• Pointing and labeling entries
——————————
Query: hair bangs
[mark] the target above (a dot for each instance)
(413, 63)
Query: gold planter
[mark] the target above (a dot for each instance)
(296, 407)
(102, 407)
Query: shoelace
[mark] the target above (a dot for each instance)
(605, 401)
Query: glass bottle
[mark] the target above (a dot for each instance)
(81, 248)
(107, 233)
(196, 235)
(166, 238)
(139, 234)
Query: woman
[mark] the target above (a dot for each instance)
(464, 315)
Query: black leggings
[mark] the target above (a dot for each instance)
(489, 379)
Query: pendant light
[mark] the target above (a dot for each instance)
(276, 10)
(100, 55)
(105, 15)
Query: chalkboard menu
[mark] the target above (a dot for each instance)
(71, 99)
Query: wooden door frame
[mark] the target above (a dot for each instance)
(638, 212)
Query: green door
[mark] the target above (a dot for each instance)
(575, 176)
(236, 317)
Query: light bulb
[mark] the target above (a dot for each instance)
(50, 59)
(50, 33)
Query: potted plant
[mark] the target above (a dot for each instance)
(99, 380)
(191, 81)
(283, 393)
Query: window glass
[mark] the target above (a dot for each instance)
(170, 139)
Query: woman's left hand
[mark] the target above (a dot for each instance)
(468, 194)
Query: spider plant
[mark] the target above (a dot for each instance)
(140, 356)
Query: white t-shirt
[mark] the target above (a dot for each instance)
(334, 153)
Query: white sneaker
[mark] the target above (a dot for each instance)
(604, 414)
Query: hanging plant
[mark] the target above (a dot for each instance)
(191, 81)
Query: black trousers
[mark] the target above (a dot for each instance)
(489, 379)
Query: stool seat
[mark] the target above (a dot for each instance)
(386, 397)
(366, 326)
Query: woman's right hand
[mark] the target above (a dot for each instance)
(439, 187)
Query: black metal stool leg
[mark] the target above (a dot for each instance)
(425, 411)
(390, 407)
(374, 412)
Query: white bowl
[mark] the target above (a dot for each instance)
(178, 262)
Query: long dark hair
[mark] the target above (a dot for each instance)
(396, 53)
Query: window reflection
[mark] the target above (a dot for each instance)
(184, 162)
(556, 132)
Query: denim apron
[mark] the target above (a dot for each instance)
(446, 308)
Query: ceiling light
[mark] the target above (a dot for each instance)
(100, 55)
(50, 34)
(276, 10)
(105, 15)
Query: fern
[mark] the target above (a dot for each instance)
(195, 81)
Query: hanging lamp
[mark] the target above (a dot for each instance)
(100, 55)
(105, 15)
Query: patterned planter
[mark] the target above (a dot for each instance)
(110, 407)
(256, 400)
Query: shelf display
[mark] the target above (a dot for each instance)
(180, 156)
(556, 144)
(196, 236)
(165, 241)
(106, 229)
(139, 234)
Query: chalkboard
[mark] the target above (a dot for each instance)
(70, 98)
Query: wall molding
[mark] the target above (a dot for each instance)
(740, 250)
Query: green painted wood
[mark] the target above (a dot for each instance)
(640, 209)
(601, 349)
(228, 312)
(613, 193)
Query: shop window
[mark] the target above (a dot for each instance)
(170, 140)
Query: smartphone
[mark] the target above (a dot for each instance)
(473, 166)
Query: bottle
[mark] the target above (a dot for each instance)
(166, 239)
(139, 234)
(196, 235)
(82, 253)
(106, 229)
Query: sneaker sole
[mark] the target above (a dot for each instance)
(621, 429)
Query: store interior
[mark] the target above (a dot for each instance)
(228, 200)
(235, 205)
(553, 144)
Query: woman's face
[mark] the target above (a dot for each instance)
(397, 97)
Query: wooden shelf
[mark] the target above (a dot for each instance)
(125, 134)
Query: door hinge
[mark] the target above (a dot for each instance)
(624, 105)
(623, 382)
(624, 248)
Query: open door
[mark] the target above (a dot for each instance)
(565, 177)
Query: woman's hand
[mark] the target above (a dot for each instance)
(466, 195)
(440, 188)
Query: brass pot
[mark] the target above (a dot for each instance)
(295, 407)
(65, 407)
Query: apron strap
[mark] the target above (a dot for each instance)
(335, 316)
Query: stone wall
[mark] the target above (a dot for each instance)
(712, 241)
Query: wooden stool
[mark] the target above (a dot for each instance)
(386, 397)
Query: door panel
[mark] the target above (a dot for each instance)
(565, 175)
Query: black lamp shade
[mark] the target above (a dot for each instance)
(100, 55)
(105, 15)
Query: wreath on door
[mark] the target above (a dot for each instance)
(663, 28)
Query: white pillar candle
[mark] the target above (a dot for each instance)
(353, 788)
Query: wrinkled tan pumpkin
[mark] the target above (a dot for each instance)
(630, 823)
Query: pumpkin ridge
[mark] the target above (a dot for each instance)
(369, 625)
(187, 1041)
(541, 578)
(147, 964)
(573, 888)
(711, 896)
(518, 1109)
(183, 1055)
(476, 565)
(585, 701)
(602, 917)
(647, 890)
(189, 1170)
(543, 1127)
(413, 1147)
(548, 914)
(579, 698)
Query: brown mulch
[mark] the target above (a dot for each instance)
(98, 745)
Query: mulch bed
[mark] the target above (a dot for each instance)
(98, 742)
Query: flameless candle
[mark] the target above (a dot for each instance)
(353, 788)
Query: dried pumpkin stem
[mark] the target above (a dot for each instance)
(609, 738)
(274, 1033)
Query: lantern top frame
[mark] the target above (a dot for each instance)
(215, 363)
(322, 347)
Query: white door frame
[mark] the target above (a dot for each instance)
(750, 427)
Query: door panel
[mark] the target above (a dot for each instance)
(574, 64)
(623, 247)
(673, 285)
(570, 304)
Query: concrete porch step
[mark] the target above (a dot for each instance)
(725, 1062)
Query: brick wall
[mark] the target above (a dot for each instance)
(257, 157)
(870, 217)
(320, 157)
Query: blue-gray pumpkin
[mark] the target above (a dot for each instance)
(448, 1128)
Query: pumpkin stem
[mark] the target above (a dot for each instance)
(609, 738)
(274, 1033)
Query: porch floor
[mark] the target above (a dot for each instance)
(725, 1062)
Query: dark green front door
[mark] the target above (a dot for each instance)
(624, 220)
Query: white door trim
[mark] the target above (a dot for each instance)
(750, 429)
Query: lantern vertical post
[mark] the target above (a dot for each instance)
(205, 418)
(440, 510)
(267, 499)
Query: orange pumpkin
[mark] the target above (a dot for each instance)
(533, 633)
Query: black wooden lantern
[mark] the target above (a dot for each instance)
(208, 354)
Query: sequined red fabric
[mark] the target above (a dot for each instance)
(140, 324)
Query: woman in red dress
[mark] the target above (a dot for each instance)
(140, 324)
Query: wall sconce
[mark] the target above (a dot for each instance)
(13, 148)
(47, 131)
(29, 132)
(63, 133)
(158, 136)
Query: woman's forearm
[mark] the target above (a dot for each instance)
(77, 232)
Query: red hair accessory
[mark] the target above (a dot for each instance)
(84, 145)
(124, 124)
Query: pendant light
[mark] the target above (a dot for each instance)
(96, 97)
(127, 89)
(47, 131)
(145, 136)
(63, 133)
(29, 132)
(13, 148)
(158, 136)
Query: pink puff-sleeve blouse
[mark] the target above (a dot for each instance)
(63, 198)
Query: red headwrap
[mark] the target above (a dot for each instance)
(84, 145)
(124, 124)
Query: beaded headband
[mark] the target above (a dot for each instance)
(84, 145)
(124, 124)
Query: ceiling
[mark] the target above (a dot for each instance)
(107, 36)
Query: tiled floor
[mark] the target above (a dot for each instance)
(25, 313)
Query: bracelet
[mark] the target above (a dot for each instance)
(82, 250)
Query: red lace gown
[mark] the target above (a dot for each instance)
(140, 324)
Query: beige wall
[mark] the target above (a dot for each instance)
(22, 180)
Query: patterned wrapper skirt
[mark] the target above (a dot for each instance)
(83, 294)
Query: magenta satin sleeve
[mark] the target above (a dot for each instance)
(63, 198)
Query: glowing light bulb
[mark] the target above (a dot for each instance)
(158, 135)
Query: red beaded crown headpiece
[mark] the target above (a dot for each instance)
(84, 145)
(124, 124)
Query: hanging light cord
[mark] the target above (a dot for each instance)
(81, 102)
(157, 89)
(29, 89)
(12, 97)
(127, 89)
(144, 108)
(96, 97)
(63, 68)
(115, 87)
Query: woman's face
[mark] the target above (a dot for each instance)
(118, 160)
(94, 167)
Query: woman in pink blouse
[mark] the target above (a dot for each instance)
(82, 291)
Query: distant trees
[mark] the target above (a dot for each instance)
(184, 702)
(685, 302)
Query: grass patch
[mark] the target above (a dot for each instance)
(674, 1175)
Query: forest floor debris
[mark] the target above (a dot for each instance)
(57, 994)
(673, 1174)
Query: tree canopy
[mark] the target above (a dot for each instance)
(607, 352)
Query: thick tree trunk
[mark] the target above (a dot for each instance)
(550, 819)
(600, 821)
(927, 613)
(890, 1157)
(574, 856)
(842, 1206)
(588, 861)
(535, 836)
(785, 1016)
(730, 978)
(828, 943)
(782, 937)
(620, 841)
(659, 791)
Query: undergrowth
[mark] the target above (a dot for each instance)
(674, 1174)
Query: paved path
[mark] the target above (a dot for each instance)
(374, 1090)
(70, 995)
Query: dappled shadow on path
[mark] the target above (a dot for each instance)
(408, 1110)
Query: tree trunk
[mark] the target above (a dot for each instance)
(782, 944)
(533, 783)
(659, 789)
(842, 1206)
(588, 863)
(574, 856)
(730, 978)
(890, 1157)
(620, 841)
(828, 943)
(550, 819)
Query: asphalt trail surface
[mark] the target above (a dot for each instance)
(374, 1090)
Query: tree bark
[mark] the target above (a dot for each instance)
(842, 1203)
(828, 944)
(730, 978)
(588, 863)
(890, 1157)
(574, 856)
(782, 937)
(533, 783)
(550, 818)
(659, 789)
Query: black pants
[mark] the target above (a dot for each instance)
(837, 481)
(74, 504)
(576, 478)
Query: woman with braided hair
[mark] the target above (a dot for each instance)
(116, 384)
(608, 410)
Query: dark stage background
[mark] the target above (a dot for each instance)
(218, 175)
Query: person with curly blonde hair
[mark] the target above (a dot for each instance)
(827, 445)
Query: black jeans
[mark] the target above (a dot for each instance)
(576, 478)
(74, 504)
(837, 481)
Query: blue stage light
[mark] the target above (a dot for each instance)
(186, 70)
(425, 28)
——————————
• WHAT YOU WILL DO
Quote only the lines from the line containing "Query: black pants" through the end of the listing, please, keeping both the first and the last line.

• EXERCISE ANSWER
Query: black pants
[mark] the target above (a dot for each instance)
(837, 481)
(74, 504)
(576, 478)
Query: woman with braided hair
[mark] the target above (a dot for each instance)
(116, 384)
(608, 410)
Query: dark stage background
[mark] the target above (a dot for each instance)
(218, 175)
Query: person with curly blonde hair
[mark] the target above (a dot for each instance)
(827, 445)
Query: black jeans
[mark] the target above (a dot for each instance)
(576, 478)
(74, 504)
(837, 481)
Query: blue stage light
[mark] the target above (a dot for each instance)
(186, 70)
(425, 28)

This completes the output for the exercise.